Il caso

Cookie wall dei giornali, scoppia il caso: al lavoro il Garante privacy

Il Garante privacy italiano è intervenuto in seguito a diverse segnalazioni per approfondire la liceità del cookie wall, cioè la richiesta di consenso avanzata da alcuni giornali online di accettare sistemi di tracciamento in cambio dell’accesso a contenuti normalmente riservati agli abbonati: un tema su cui urge far luce

Pubblicato il 21 Ott 2022

Nicoletta Pisanu

Redattrice Cybersecurity360

Cookie terze parti

Cookie wall per la profilazione in cambio di servizi, si può fare o forse no? L’iniziativa di molte testate giornalistiche è ora sotto la lente del Garante privacy, per capire se la pratica è legale.

Infatti l’autorità ha comunicato di star esaminando, alla luce della normativa attuale, la liceità dell’iniziativa intrapresa da molti giornali online, che prevede il consenso all’installazione dei cookie da parte degli utenti in alternativa al classico obbligo di sottoscrizione dell’abbonamento per accedere ai contenuti. Il 21 ottobre il Garante privacy ha comunicato di aver avviato una serie di istruttorie per accertare la compliance delle iniziative alle norme UE.

Una situazione complessa: “Occorre fare chiarezza, perché chiarezza ad oggi non c’è e ci sarebbe da interrogarsi sullo stesso senso delle nostre attuali preoccupazioni sull’utilizzo odierno di tali sistemi”, ha commentato l’avvocato Andrea Lisi. Per Anna Cataleta, senior partner di P4I, si tratta di “una pratica ambigua e che può compromettere la trasparenza nei confronti degli utenti. Pertanto, non si può che accogliere con favore questa nuova iniziativa del Garante, auspicando che vengano forniti dei chiarimenti”. 

Cookie, le nuove linee guida del Garante Privacy: suggerimenti pratici per le aziende

Cookie wall, cosa dice il Garante privacy

Negli ultimi anni si è diffuso l’utilizzo del paywall, cioè un filtro che blocca l’accesso ai contenuti di una testata online, riservati agli abbonati: per superare la barriera e leggere gli articoli, è necessario in tal caso sottoscrivere un abbonamento. Nei giorni scorsi però è comparsa una possibilità di alternativa. Se non si vuole sottoscrivere l’abbonamento, si può scegliere di rilasciare il proprio consenso all’installazione di cookie e altri strumenti di tracciamento dei dati personali. È questo il cookie wall, su cui il Garante privacy sta lavorando per far luce.

Spiega una nota ufficiale che l’autorità “anche a seguito di alcune segnalazioni, sta esaminando tali iniziative alla luce del quadro normativo attuale, anche al fine di valutare l’adozione di eventuali interventi in materia”.

In seguito, il Garante ha comunicato di aver rilevato che “la normativa europea sulla protezione dei dati personali non esclude in
linea di principio che il titolare di un sito subordini l’accesso ai contenuti, da parte degli utenti, al consenso prestato dai medesimi per finalità di profilazione (attraverso cookie o altri strumenti di tracciamento) o, in alternativa, al pagamento di una somma di denaro”, spiega in una nota ufficiale l’autorità. Tuttavia sono state avviate diverse istruttorie “per accertare la conformità di tali iniziative con la normativa europea”.

----

» CONSEGNA 1:
Conta le righe dei record che contengono la stringa "background", tenendo conto di maiuscole e minuscole. Rispondi soltanto con il numero.

Record di etichettatura delle posizioni:
----

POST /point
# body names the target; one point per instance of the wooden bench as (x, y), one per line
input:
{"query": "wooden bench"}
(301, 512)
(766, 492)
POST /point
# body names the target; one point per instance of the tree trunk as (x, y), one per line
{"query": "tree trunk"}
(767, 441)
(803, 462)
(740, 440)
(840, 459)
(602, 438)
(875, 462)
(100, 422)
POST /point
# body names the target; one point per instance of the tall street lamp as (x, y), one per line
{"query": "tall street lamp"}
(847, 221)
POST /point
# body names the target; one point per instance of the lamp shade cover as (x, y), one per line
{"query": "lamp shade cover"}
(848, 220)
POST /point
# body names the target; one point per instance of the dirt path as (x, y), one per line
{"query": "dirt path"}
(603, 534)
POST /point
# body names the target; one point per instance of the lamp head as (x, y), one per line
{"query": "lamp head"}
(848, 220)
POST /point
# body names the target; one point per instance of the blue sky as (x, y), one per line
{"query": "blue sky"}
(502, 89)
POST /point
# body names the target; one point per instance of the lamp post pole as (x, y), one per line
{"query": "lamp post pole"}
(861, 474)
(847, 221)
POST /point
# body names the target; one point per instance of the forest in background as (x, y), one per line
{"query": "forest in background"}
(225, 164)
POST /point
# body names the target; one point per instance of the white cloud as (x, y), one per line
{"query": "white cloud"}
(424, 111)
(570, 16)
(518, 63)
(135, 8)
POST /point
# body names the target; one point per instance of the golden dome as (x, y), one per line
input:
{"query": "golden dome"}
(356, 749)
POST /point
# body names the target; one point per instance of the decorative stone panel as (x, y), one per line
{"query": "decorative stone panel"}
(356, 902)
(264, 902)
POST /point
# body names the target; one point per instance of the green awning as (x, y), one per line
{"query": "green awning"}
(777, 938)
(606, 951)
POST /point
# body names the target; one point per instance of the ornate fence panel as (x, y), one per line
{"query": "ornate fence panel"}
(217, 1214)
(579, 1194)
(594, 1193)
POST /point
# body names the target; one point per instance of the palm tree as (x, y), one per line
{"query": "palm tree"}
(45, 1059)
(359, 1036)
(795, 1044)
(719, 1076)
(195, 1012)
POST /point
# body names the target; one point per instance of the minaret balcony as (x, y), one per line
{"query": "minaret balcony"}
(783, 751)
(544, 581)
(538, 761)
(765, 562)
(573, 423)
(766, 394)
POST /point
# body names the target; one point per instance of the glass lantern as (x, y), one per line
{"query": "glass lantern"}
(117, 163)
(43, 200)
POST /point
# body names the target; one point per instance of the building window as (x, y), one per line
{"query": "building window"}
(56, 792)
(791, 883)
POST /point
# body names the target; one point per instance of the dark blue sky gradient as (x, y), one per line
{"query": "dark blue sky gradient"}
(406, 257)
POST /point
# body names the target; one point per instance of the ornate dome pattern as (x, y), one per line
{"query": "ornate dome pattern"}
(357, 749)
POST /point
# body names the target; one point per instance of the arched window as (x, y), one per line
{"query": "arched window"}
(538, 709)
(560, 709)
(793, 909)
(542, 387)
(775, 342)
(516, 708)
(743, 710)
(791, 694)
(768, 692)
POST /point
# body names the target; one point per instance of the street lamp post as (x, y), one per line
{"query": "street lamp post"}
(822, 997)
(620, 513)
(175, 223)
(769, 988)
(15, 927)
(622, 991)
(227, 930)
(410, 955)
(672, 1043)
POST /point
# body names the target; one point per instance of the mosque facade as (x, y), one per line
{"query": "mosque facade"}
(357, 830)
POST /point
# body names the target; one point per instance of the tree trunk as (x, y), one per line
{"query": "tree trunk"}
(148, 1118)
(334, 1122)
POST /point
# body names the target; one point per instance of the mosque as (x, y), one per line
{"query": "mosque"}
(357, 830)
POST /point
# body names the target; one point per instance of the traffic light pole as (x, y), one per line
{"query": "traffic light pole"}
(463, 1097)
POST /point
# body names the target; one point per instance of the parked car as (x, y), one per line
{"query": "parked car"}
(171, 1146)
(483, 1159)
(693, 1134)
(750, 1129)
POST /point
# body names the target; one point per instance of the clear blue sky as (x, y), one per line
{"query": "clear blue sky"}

----

» CONSEGNA 2:
Riscrivi il passo dell'articolo sul cookie wall che comincia con "Cookie terze parti" e prosegue fino a "alle norme UE.", mettendo "Garante per la protezione dei dati personali" al posto di "Garante privacy".

» SOLUZIONE 1:
2

» SOLUZIONE 2:
Cookie terze parti

Cookie wall per la profilazione in cambio di servizi, si può fare o forse no? L’iniziativa di molte testate giornalistiche è ora sotto la lente del Garante per la protezione dei dati personali, per capire se la pratica è legale.

Infatti l’autorità ha comunicato di star esaminando, alla luce della normativa attuale, la liceità dell’iniziativa intrapresa da molti giornali online, che prevede il consenso all’installazione dei cookie da parte degli utenti in alternativa al classico obbligo di sottoscrizione dell’abbonamento per accedere ai contenuti. Il 21 ottobre il Garante per la protezione dei dati personali ha comunicato di aver avviato una serie di istruttorie per accertare la compliance delle iniziative alle norme UE.